> Records for the exercise

═══

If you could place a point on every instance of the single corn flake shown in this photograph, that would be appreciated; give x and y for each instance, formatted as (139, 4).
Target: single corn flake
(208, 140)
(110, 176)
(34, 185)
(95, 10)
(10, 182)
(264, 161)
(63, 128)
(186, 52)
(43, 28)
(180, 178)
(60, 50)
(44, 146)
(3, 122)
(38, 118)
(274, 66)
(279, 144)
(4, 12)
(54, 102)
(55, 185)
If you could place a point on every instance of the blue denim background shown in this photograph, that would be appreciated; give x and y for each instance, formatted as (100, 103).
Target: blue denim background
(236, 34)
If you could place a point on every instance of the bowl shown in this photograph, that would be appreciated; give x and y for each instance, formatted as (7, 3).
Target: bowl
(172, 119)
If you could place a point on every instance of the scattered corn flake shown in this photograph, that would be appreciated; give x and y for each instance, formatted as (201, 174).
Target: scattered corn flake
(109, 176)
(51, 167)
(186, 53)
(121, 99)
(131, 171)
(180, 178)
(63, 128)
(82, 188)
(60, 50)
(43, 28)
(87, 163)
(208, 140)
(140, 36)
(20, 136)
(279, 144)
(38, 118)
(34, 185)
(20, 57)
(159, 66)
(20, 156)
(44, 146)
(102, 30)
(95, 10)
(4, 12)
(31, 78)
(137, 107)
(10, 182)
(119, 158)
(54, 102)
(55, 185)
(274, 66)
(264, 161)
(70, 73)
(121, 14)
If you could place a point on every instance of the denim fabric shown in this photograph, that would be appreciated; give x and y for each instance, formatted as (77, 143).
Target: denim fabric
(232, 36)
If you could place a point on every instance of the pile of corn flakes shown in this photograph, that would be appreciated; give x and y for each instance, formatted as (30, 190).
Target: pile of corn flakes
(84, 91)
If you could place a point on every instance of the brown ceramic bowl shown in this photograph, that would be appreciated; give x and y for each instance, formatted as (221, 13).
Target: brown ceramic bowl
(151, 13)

═══

> Work to complete
Write the records above as a two-column CSV with the header record_text,answer and one row per record. Put each record's text and its answer in a quoted field of their own, replacing line breaks with spaces.

> Task output
record_text,answer
"If you could place a point on every instance of the single corn flake shown in this photograph, that would be appreciated; give x and y for each instance, formatted as (139, 4). Target: single corn flake","(208, 140) (110, 176) (34, 185) (95, 10) (10, 182) (264, 161) (63, 128) (186, 52) (43, 28) (180, 178) (60, 50) (44, 146) (3, 122) (38, 118) (274, 66) (279, 144) (4, 12) (54, 102) (55, 185)"
"If you could place a point on every instance of the blue denim background shown in this photograph, that would be appreciated; give x and y for each instance, formatted as (100, 103). Target: blue denim background","(236, 34)"
"If you could place a point on every instance of the bowl shown in this photograph, that would be appreciated; give x and y for each instance, formatted as (7, 3). Target: bowl","(172, 119)"
"If you could place a point on every instance of the scattered corn flake shown in this photograph, that would be appreciated; give x and y for each instance, formatted as (201, 174). Target: scattered corn flake","(109, 176) (51, 167) (186, 53) (121, 99) (131, 171) (180, 178) (63, 128) (82, 188) (60, 50) (43, 28) (87, 163) (208, 140) (140, 36) (20, 136) (279, 144) (38, 118) (34, 185) (20, 57) (159, 66) (20, 156) (44, 146) (102, 30) (95, 10) (4, 12) (31, 78) (137, 107) (10, 182) (119, 158) (54, 102) (55, 185) (274, 66) (264, 161) (70, 73) (121, 14)"
"If you could place a point on every instance of the denim fabric shown in this photograph, that would be appreciated; give x and y for each instance, formatted as (77, 143). Target: denim fabric","(232, 36)"
"If you could place a point on every instance of the pile of corn flakes shown in this photograph, that would be appreciated; give x and y for each instance, formatted as (30, 190). Target: pile of corn flakes","(84, 91)"
"If you could place a point on every instance of the brown ceramic bowl shown in this photograph, that would be appreciated; give x and y for each instance, formatted as (221, 13). Target: brown ceramic bowl","(151, 13)"